[Estratto fornito]
━━━━━━━━━━
Padre Ciro Benedettini

Papa Francesco nel messaggio che vi ha inviato dice “mai smettere di guardare alla croce come fonte di salvezza per l’uomo di ogni luogo e di ogni tempo”. Nel mondo di oggi segnato dal Covid quanto sono importanti le sue parole?
Sono molte le proposte salvifiche che vengono proposte all’uomo contemporaneo (religiose, filosofiche, di wellness), ma tutte cozzano contro l’inevitabilità della sofferenza, l’esperienza del fallimento, della morte. Gesù dalla Croce non cancella il dolore e la morte ma dà loro un senso, trasformandolo in un atto d’amore e lotta. Sembra paradossale, ma Gesù considera la sua maggiore capacità di attrazione non mediante i miracoli, ma attraverso la sua crocifissione: “Quando sarò elevato da terra attriterò tutti a me” (Gv 31.32). La salvezza viene dalla Croce. La pandemia manifesta da una parte la fragilità dell’uomo e necessità della solidarietà: ci si salva non individualmente ma tutti assieme. La Croce è segno della solidarietà di Dio con tutta l’umanità e dell’esigenza della solidarietà fra di noi. Il virus non guarda in faccia al colore del volto o ai confini politici. Siamo tutti ugualmente vulnerabili e solo salvando gli altri possiamo salvare noi stessi. Questo è anche il messaggio che parte dalla Croce.

Anche il vostro padre generale ha richiamato l’attenzione su questo tema dicendo che la risposta al pluralismo sta nel dialogo che si impara dalla croce, che non è semplice tolleranza, ma incontro e armonia delle differenze. Queste parole, in una società toccata da un sempre maggiore razzismo e diffidenza verso lo straniero, come possono essere utili e che insegnamento possono
Il pluralismo diventa ricchezza quando c’è rispetto e dialogo, ascolto senza la pretesa di conquistare l’altro. La croce non è monopolio dei cristiani, è di tutti. Gesù muore per tutti, accoglie sulla Croce in paradiso il ladro pentito, perdona i suoi crocifissori. Non c’è nulla nel Crocifisso che discrimina, che separa, che “scarta”. Il suo messaggio centrale è quello dell’amore al prossimo allineato in tutto all’amore a Dio, quasi parificando la dignità di ogni uomo e donna a quella stessa di Dio. Il Crocifisso è l’emblema della solidarietà, non cerca vendetta, dona la vita per tutti, buoni e cattivi, insegnando che il vero significato della vita è farsi dono e non usare o sottomettere l’altro ai propri interessi. Il Crocifisso è un grido di condanna contro ogni violenza, ingiustizia, sopraffazione mostrando con la risurrezione il destino fallimentare di ogni azione contro la dignità della persona.
━━━━━━━━━━
[Dati da esaminare]
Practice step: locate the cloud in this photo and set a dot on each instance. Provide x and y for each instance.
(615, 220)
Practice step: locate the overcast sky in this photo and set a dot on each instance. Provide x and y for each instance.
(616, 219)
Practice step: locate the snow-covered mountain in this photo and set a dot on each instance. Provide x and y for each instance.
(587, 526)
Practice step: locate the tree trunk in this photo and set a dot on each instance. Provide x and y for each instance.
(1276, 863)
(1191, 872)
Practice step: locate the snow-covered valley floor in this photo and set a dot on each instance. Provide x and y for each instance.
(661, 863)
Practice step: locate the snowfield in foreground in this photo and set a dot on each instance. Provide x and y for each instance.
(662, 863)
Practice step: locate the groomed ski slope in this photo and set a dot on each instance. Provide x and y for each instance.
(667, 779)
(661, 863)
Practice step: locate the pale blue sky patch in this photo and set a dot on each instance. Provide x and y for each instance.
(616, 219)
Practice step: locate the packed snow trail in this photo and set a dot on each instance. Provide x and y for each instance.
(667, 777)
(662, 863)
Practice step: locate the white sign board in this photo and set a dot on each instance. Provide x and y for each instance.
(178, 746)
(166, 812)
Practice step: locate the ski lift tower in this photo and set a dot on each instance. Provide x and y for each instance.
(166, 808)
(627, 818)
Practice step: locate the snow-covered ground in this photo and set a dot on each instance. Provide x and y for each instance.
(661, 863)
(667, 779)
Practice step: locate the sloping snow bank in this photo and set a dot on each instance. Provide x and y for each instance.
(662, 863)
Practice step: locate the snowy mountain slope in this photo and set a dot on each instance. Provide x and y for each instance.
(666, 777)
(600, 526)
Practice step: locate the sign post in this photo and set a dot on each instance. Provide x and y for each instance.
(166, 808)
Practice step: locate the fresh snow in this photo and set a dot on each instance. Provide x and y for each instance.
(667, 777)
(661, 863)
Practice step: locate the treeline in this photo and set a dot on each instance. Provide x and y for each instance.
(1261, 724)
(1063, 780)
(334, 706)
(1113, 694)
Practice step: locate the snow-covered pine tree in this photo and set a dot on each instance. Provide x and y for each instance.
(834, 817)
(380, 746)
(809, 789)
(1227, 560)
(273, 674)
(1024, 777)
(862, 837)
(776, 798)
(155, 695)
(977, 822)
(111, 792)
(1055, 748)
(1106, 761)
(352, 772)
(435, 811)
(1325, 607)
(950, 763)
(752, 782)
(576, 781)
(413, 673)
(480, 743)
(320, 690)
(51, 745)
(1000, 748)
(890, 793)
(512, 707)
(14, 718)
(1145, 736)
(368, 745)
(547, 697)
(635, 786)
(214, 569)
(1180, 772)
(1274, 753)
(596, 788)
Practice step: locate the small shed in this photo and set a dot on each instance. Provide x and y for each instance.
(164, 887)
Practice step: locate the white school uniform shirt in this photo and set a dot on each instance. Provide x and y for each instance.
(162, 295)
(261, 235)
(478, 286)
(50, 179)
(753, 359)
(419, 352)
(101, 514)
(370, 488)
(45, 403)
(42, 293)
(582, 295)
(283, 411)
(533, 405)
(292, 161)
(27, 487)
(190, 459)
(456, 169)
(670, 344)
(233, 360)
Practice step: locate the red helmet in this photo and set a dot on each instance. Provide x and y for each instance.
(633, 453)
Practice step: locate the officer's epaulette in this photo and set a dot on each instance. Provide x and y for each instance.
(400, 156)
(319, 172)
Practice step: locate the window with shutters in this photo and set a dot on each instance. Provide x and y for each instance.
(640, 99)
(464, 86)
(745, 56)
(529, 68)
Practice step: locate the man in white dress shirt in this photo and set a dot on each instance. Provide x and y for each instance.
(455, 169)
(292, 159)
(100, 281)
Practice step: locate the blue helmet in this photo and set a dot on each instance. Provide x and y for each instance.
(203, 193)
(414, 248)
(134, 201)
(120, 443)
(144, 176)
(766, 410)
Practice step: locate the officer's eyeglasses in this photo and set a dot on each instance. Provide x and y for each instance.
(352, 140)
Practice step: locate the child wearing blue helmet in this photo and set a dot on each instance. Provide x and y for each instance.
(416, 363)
━━━━━━━━━━
[Consegna 1]
Secondo l'estratto, in quale condizione il pluralismo diventa ricchezza?
[Consegna 2]
Stabilisci se ciascuna affermazione concorda con l'estratto. Rispondi sì o no e riporta le parole decisive. (a) La croce appartiene soltanto ai cristiani. (b) Gesù perdona coloro che lo crocifiggono. (c) Durante la pandemia ci si salva individualmente.

[Risposta attesa 1]
Quando c'è rispetto e dialogo, ascolto senza la pretesa di conquistare l'altro.

[Risposta attesa 2]
(a) No: «La croce non è monopolio dei cristiani, è di tutti.»
(b) Sì: «perdona i suoi crocifissori.»
(c) No: «ci si salva non individualmente ma tutti assieme.»